Required work ::
Count the lines in the records below that contain the string "tree", treating case as significant, and give only the number.

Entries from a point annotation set
-.-.-
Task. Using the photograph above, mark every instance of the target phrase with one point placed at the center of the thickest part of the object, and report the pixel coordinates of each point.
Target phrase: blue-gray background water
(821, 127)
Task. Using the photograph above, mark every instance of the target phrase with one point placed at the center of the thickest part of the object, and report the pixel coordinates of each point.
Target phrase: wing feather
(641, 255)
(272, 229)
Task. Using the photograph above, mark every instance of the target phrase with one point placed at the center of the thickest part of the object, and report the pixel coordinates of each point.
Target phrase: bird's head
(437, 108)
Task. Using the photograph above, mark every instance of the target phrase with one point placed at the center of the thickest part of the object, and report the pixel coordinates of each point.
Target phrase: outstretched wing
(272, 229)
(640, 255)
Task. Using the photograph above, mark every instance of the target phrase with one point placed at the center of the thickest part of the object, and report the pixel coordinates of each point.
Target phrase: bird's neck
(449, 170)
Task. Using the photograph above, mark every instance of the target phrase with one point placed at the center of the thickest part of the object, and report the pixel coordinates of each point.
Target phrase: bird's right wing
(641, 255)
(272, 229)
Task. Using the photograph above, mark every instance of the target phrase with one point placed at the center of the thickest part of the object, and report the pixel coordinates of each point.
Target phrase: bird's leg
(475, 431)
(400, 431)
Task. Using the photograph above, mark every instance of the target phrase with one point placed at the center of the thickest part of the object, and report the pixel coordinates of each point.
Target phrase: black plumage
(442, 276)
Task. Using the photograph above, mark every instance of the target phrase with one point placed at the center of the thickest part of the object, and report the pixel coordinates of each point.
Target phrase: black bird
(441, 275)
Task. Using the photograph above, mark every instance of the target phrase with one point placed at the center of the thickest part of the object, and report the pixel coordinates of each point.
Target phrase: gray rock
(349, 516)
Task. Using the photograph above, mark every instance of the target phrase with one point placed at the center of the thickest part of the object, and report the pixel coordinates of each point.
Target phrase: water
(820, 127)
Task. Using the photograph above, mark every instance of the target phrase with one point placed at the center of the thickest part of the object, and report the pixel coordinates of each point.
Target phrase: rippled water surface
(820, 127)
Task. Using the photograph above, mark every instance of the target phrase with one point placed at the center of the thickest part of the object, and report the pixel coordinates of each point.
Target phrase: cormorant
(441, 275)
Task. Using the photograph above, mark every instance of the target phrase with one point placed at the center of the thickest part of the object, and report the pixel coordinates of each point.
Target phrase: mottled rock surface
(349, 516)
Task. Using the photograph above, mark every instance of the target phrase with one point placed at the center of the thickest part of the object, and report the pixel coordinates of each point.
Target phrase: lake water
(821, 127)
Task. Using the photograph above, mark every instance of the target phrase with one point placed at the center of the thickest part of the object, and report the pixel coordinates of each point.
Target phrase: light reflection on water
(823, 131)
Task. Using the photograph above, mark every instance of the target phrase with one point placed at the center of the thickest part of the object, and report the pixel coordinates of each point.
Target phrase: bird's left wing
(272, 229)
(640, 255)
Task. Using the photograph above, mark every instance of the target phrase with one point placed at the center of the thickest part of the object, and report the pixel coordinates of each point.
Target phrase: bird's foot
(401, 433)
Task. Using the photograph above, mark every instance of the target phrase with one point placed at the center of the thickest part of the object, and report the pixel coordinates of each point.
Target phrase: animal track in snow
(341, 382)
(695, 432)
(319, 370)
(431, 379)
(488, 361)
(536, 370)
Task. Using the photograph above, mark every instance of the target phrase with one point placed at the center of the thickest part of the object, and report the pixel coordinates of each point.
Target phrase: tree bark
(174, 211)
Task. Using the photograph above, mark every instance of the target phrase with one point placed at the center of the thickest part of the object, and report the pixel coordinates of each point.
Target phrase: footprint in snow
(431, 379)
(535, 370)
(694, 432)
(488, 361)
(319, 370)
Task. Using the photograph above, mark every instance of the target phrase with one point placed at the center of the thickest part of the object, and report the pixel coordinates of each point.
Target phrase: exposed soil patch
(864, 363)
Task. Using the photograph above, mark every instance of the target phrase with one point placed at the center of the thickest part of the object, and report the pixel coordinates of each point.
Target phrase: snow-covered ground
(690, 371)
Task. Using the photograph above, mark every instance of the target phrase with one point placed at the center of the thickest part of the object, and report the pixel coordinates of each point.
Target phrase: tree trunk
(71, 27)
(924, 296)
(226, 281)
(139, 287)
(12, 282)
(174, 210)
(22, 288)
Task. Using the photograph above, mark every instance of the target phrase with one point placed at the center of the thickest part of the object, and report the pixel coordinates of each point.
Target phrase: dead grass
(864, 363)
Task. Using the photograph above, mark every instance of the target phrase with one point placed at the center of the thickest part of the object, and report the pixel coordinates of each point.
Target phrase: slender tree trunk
-.-.-
Response ::
3